» Task instructions
I would like each line of the data that holds the word "below" copied out.
Start of Records for this exercise
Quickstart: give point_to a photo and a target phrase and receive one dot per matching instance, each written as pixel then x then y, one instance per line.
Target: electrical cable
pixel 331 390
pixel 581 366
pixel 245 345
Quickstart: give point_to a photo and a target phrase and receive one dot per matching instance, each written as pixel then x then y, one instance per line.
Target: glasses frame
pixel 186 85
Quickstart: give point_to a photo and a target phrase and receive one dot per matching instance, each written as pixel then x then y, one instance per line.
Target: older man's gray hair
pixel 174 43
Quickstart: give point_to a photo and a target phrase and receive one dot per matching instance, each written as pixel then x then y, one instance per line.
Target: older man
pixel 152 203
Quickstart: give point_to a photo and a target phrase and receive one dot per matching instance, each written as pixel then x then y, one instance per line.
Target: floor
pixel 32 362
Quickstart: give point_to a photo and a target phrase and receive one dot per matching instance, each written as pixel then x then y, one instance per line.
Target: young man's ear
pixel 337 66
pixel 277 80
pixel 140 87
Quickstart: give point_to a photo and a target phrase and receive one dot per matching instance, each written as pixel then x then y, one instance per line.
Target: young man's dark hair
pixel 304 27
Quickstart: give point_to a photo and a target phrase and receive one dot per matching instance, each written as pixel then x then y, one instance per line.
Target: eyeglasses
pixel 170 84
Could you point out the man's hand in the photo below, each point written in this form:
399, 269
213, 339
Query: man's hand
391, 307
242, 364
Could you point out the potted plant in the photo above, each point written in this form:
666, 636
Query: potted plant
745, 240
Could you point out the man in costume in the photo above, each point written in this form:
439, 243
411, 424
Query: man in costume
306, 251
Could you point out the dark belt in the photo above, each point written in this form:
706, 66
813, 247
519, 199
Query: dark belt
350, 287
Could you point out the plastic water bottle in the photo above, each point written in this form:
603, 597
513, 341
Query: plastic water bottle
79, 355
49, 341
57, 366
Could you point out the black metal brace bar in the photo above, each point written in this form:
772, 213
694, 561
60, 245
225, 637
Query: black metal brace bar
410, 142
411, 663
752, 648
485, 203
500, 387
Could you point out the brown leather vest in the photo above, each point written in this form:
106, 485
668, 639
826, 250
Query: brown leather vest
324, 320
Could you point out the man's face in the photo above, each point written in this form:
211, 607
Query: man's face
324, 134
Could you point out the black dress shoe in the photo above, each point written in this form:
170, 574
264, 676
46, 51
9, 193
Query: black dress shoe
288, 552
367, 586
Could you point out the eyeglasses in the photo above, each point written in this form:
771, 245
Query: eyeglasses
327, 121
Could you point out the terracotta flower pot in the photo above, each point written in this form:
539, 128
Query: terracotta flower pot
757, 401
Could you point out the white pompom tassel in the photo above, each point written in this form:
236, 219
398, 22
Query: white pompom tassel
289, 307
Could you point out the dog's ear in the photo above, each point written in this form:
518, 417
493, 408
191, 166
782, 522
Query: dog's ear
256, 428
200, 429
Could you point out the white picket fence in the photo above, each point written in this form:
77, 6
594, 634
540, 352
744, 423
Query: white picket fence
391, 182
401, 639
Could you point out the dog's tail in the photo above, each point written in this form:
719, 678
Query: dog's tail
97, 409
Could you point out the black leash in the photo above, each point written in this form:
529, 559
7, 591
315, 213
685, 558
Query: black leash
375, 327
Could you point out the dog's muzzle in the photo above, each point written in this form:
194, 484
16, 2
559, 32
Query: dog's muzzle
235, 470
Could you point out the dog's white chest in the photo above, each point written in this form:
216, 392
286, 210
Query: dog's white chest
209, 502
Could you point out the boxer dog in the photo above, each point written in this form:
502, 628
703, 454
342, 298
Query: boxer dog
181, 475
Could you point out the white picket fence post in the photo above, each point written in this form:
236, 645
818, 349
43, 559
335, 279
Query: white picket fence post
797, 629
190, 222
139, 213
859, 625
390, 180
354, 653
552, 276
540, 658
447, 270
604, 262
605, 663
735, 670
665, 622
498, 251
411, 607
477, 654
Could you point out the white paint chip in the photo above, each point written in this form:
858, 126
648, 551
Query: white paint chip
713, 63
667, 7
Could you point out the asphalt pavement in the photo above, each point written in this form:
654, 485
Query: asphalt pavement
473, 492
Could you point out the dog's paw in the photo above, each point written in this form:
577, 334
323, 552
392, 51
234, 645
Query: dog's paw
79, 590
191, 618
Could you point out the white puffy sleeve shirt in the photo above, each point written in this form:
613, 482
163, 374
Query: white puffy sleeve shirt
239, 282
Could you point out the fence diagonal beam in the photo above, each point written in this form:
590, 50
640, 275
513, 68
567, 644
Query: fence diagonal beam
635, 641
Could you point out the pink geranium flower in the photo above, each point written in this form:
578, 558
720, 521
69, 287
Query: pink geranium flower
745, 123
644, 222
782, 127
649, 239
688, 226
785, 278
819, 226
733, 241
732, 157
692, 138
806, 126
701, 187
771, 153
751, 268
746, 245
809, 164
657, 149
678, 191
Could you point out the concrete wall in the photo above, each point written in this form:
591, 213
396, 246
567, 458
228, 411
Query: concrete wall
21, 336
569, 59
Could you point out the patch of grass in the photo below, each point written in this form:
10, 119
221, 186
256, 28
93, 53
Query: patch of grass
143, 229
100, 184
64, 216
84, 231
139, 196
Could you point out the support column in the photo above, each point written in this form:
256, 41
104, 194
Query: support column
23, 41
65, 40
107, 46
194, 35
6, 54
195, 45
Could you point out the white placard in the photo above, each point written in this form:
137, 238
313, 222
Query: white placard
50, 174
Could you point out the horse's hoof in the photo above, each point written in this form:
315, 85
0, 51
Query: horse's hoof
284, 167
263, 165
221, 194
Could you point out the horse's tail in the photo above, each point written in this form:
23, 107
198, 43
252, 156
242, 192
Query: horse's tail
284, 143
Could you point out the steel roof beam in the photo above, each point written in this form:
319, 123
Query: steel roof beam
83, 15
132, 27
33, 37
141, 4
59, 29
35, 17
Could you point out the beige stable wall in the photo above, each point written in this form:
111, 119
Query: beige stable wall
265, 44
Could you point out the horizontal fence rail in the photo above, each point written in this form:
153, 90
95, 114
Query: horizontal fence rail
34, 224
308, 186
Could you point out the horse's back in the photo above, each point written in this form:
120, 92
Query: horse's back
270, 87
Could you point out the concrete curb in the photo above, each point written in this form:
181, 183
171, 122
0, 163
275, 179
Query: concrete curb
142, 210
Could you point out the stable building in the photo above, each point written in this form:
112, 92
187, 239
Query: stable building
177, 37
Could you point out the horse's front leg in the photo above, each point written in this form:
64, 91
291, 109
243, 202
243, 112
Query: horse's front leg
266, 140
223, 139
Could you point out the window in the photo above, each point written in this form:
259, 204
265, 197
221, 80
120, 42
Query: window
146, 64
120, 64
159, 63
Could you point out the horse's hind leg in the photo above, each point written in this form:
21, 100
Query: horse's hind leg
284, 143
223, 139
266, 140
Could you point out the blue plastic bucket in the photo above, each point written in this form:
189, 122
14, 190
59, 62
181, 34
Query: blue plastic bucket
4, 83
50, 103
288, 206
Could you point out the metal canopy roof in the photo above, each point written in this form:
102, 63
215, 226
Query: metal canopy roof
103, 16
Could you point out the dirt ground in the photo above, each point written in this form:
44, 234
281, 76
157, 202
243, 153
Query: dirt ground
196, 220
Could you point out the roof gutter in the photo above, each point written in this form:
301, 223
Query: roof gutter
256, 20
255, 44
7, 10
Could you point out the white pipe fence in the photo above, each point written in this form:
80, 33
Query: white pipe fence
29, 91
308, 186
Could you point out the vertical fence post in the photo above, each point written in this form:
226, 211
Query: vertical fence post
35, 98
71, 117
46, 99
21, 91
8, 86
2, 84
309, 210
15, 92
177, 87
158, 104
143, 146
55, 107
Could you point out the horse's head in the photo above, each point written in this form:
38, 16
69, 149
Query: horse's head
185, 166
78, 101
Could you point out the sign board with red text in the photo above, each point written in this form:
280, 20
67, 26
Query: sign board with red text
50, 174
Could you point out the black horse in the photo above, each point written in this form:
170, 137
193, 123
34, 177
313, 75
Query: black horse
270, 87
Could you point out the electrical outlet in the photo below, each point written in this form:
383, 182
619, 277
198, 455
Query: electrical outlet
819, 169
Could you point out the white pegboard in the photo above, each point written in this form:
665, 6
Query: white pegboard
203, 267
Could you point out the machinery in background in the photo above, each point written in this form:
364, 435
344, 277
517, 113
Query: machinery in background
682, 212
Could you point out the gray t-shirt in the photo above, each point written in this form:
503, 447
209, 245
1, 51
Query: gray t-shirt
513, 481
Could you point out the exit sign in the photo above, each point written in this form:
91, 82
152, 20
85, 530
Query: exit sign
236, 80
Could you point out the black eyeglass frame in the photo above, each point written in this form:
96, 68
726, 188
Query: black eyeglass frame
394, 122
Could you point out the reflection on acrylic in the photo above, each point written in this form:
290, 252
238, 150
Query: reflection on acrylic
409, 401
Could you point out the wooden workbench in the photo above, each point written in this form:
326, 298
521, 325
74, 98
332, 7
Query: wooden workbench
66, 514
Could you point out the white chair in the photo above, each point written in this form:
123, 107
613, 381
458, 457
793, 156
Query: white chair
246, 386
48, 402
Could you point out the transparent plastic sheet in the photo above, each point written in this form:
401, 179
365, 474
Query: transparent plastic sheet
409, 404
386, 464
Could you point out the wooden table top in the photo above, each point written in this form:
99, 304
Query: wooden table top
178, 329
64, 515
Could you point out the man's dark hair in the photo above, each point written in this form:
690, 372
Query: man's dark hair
End of Records for this exercise
» Written solution
Could you point out the man's hand in the photo below, each point written in this form:
Could you point out the patch of grass in the photo below, each point written in this form:
Could you point out the electrical outlet in the photo below, each point written in this form:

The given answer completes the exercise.